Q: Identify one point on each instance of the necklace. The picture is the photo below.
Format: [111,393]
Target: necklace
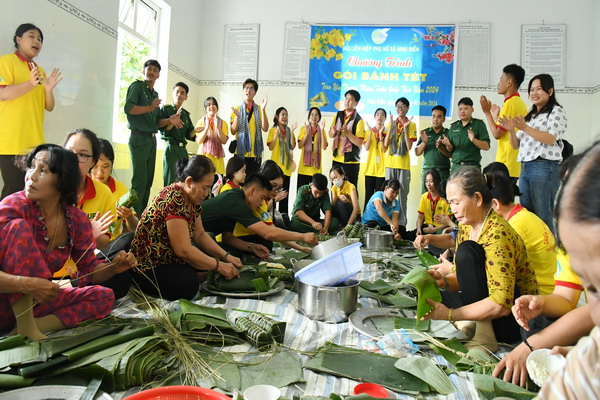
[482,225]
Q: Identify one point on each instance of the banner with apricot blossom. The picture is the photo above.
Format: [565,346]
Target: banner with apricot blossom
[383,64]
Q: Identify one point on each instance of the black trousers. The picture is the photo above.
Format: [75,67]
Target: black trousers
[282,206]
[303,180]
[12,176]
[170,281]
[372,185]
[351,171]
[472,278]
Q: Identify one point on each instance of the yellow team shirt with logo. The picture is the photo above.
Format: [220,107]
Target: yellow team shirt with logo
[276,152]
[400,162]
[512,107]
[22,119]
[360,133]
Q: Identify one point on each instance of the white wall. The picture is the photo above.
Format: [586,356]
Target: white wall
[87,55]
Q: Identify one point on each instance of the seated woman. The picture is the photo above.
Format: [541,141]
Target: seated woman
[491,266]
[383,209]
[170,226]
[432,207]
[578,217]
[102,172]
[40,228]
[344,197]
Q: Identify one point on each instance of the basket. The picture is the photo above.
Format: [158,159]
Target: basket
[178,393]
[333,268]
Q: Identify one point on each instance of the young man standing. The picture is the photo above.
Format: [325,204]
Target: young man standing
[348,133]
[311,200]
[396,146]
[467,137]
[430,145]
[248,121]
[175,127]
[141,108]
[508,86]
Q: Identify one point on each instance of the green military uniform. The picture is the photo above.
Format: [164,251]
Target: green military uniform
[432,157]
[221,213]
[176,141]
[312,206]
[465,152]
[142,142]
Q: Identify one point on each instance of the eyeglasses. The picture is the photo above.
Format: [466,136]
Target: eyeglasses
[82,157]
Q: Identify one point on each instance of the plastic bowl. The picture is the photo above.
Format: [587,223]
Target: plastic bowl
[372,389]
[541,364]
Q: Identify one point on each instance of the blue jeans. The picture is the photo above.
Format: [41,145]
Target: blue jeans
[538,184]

* * * * * * * * *

*Requirement*: Put the lines from the one containing "Q: Identify one point on each instance of the eyeglasses." through the end of the records into a JSON list of strings, one string per line, and leave out any blank lines.

*Task output*:
[
  "Q: Identify one point on each instance of the eyeglasses. The picture is the photo above.",
  "Format: [466,136]",
  "Target: eyeglasses",
  "[82,157]",
  "Q: Identify one point on each instance of the plastic bowl. The picture is the photo above.",
  "Format: [587,223]",
  "Target: plastic bowl",
  "[372,389]",
  "[541,364]",
  "Q: Identify one point on each instance of the blue jeans. The picture is the photo above.",
  "Format: [41,145]",
  "Target: blue jeans",
  "[538,184]"
]